- [Stated problem a]
Transcribe the whole Hawaii travel discussion below without changing anything.

OP, stay on Oahu for the five days, see the entire island, then go to Kauai and stay for the week, seeing that island.  There is no shortage of things to see and do both places. Royal Aloha puts you in a high-rise building in Waikiki, long blocks from the beach, and surrounded by other tall buildings.  Pono Kai puts you in a low-rise building right on the beach.  They are very different places to stay.

I'm going back to Hawaii again this Fall - to stay another week in Waikiki exploring Oahu again, followed by a week in my oceanfront condo on Kauai.  To me, both islands are great, but for very different reasons. One isn't better than the other, just more of what makes Hawaii great.

Dave


----------



## VacationForever (May 29, 2016)

Kauai was my favorite island for the longest time.... then I discovered Ko Olina in Oahu.  My new favorite place to visit in Hawaii is Ko Olina in Oahu.  It is uncrowded and beautiful.  If offers a balance of rural and urban, lots of open space. The view of the lagoon and the ocean, coupled with (Marriott) resort is breathtaking.   Each island has something to offer.  For me, I have no interest in going back to Maui - a favorite for most people.


----------



## artringwald (May 29, 2016)

(Entries from a pointing dataset)

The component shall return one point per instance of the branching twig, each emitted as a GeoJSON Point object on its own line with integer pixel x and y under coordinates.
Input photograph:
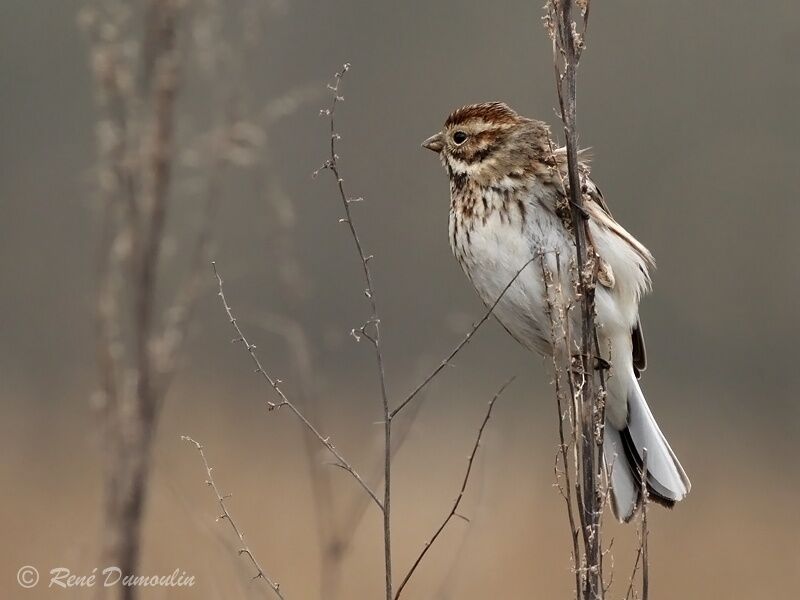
{"type": "Point", "coordinates": [371, 330]}
{"type": "Point", "coordinates": [283, 400]}
{"type": "Point", "coordinates": [453, 511]}
{"type": "Point", "coordinates": [226, 516]}
{"type": "Point", "coordinates": [588, 398]}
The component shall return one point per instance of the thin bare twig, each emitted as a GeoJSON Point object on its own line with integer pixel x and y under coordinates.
{"type": "Point", "coordinates": [283, 399]}
{"type": "Point", "coordinates": [454, 510]}
{"type": "Point", "coordinates": [558, 313]}
{"type": "Point", "coordinates": [642, 561]}
{"type": "Point", "coordinates": [226, 516]}
{"type": "Point", "coordinates": [371, 329]}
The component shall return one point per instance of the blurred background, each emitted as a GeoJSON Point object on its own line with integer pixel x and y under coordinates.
{"type": "Point", "coordinates": [690, 109]}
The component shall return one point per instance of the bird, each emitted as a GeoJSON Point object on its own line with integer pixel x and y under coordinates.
{"type": "Point", "coordinates": [508, 205]}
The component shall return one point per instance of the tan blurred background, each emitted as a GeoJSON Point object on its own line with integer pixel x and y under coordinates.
{"type": "Point", "coordinates": [691, 109]}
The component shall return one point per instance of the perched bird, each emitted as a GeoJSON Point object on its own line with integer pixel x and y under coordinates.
{"type": "Point", "coordinates": [507, 199]}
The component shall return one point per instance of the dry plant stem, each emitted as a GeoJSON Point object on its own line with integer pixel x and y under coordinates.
{"type": "Point", "coordinates": [283, 400]}
{"type": "Point", "coordinates": [642, 561]}
{"type": "Point", "coordinates": [453, 511]}
{"type": "Point", "coordinates": [558, 313]}
{"type": "Point", "coordinates": [567, 46]}
{"type": "Point", "coordinates": [130, 365]}
{"type": "Point", "coordinates": [226, 516]}
{"type": "Point", "coordinates": [371, 330]}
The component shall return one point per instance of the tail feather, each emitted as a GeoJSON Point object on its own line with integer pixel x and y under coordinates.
{"type": "Point", "coordinates": [667, 482]}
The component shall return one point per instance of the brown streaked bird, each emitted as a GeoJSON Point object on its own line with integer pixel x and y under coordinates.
{"type": "Point", "coordinates": [506, 206]}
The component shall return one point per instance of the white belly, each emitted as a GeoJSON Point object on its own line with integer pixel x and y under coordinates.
{"type": "Point", "coordinates": [496, 245]}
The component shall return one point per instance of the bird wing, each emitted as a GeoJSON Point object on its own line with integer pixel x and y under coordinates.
{"type": "Point", "coordinates": [595, 196]}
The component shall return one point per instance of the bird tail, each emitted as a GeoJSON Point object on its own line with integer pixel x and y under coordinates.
{"type": "Point", "coordinates": [623, 449]}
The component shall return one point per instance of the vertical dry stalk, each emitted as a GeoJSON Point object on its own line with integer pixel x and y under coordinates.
{"type": "Point", "coordinates": [139, 59]}
{"type": "Point", "coordinates": [134, 358]}
{"type": "Point", "coordinates": [587, 414]}
{"type": "Point", "coordinates": [370, 331]}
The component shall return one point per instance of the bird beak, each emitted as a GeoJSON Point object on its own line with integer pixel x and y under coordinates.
{"type": "Point", "coordinates": [435, 142]}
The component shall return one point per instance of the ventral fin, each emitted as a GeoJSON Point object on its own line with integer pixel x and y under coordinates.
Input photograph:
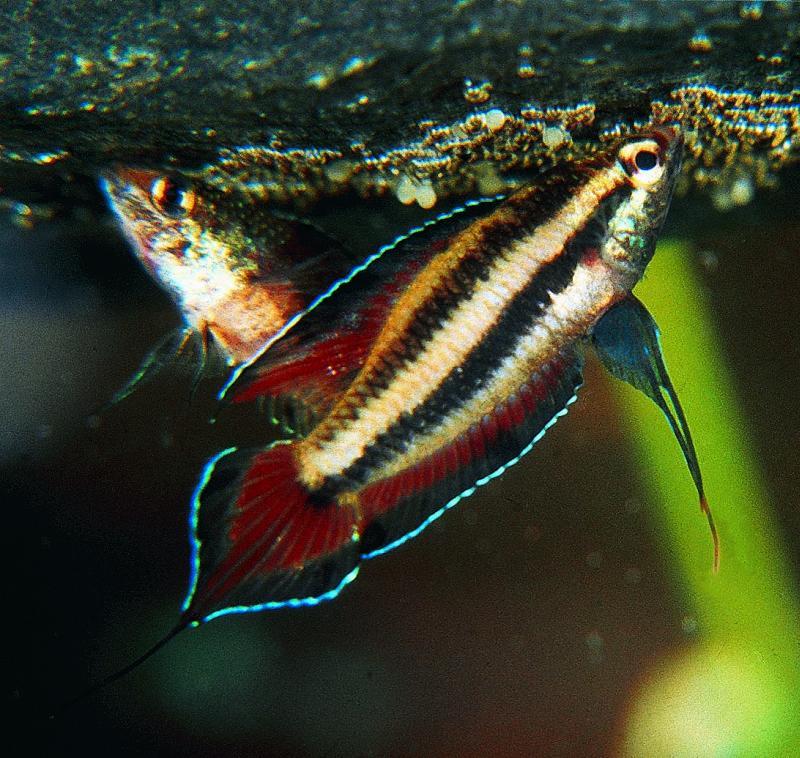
{"type": "Point", "coordinates": [317, 354]}
{"type": "Point", "coordinates": [627, 341]}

- [Stated problem b]
Rewrite the lines of the records starting with the line containing "The component shall return one point per instance of the ventral" and going on through the end of the records, changing "ventral fin" to "pelvic fin" and keeping everything else the same. Leave the pictures out of your answer.

- [Written solution a]
OP, stay on Oahu for the five days, see the entire island, then go to Kauai and stay for the week, seeing that island.  There is no shortage of things to see and do both places. Royal Aloha puts you in a high-rise building in Waikiki, long blocks from the beach, and surrounded by other tall buildings.  Pono Kai puts you in a low-rise building right on the beach.  They are very different places to stay.

I'm going back to Hawaii again this Fall - to stay another week in Waikiki exploring Oahu again, followed by a week in my oceanfront condo on Kauai.  To me, both islands are great, but for very different reasons. One isn't better than the other, just more of what makes Hawaii great.

Dave


----------



## VacationForever (May 29, 2016)

Kauai was my favorite island for the longest time.... then I discovered Ko Olina in Oahu.  My new favorite place to visit in Hawaii is Ko Olina in Oahu.  It is uncrowded and beautiful.  If offers a balance of rural and urban, lots of open space. The view of the lagoon and the ocean, coupled with (Marriott) resort is breathtaking.   Each island has something to offer.  For me, I have no interest in going back to Maui - a favorite for most people.


----------



## artringwald (May 29, 2016)

- [Written solution b]
The component shall return one point per instance of the pelvic fin, each emitted as a GeoJSON Point object on its own line with integer pixel x and y under coordinates.
Input photograph:
{"type": "Point", "coordinates": [317, 354]}
{"type": "Point", "coordinates": [627, 341]}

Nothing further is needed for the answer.